### GIVEN REQUEST
Print the rows below word for word, from the line with "Locate the wood grain" through the end of the rows.

※

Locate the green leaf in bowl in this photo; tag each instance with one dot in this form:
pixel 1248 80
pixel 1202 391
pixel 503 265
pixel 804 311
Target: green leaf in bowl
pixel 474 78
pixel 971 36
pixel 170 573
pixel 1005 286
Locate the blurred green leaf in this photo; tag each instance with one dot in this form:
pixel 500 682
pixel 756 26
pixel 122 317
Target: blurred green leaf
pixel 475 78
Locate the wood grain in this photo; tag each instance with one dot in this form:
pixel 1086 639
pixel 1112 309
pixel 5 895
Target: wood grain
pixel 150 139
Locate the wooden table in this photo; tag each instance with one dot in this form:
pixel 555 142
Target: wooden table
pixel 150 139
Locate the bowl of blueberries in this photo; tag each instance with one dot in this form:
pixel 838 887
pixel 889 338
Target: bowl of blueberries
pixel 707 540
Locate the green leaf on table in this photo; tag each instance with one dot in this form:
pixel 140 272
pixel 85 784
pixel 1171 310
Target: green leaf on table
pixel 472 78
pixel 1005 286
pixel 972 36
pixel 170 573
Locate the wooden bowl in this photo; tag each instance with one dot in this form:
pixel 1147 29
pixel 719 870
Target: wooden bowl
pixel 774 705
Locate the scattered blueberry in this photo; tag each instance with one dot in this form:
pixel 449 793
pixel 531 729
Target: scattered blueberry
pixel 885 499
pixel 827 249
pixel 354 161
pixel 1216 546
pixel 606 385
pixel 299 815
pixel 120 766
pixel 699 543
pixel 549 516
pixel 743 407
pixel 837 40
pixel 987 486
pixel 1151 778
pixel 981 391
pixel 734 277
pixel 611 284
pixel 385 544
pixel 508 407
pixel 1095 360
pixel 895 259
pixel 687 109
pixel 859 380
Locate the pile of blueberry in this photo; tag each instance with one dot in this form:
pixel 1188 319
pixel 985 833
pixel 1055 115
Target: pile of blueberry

※

### TASK ANSWER
Locate the wood grain in this photo; tag each instance with one dot in this form:
pixel 1086 639
pixel 1112 309
pixel 5 895
Target: wood grain
pixel 150 139
Locate the wooden table in this photo; tag each instance with one dot in this form:
pixel 555 142
Target: wooden table
pixel 150 139
Locate the bowl of blueberries in this photo; tag each instance with one dot in this form:
pixel 838 887
pixel 889 338
Target: bowl of blueberries
pixel 707 540
Locate the green leaf on table in this photo; tag each instance with one dot in this form:
pixel 140 272
pixel 85 784
pixel 1171 310
Target: green leaf on table
pixel 472 78
pixel 1005 286
pixel 972 36
pixel 170 573
Locate the wooden bowl in this photo; tag each instance with one dot in this form:
pixel 1147 29
pixel 719 870
Target: wooden bowl
pixel 774 705
Locate the scattered blueberry in this photo; tag each instance with one dot in this form:
pixel 449 793
pixel 531 729
Target: scattered blueberry
pixel 885 499
pixel 827 249
pixel 354 161
pixel 1216 546
pixel 606 385
pixel 299 815
pixel 120 766
pixel 699 543
pixel 549 516
pixel 743 407
pixel 837 40
pixel 987 486
pixel 1151 778
pixel 981 391
pixel 734 277
pixel 611 284
pixel 385 544
pixel 508 407
pixel 1095 360
pixel 895 259
pixel 687 109
pixel 859 380
Locate the pile of blueberry in this photo; tag each instance with one dot in this form:
pixel 1188 319
pixel 985 833
pixel 1055 115
Target: pile of blueberry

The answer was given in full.